- _The task_
Transcribe the listing below verbatim, keeping every line and character unchanged.

- _Task inputs_

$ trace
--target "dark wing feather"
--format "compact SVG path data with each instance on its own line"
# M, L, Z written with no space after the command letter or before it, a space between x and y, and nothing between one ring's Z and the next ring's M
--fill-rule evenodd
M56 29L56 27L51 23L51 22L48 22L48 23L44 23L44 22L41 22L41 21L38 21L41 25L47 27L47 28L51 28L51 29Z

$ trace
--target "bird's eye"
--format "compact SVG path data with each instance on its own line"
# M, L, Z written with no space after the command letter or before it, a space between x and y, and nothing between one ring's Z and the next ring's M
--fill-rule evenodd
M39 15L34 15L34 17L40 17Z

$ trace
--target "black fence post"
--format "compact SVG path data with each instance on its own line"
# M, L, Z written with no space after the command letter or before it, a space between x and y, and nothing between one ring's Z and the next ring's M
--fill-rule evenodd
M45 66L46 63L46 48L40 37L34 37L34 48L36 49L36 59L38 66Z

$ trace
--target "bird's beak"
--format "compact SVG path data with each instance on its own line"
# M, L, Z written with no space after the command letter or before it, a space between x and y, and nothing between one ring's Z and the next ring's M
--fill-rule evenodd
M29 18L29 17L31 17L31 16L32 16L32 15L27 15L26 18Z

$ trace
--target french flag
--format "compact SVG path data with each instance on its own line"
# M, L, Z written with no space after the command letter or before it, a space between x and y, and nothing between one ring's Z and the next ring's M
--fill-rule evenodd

- _Answer to the problem_
$ trace
--target "dark wing feather"
--format "compact SVG path data with each instance on its own line"
# M, L, Z written with no space after the command letter or before it, a space between x and y, and nothing between one ring's Z and the next ring's M
--fill-rule evenodd
M56 29L56 27L51 23L51 22L48 22L48 23L44 23L44 22L41 22L41 21L38 21L41 25L47 27L47 28L51 28L51 29Z

$ trace
--target "bird's eye"
--format "compact SVG path data with each instance on its own line"
# M, L, Z written with no space after the command letter or before it, a space between x and y, and nothing between one ring's Z and the next ring's M
--fill-rule evenodd
M39 15L34 15L34 17L40 17Z

$ trace
--target "black fence post"
--format "compact SVG path data with each instance on its own line"
# M, L, Z written with no space after the command letter or before it, a space between x and y, and nothing between one ring's Z and the next ring's M
--fill-rule evenodd
M45 66L46 63L46 48L40 37L34 37L34 48L36 49L36 59L38 66Z

$ trace
--target "bird's beak"
--format "compact SVG path data with each instance on its own line"
# M, L, Z written with no space after the command letter or before it, a space between x and y, and nothing between one ring's Z and the next ring's M
--fill-rule evenodd
M29 18L29 17L31 17L31 16L32 16L32 15L27 15L26 18Z

$ trace
--target french flag
--format "compact SVG path data with each instance on its own line"
# M, L, Z written with no space after the command letter or before it, a space between x and y, and nothing between one ring's Z and the next ring's M
--fill-rule evenodd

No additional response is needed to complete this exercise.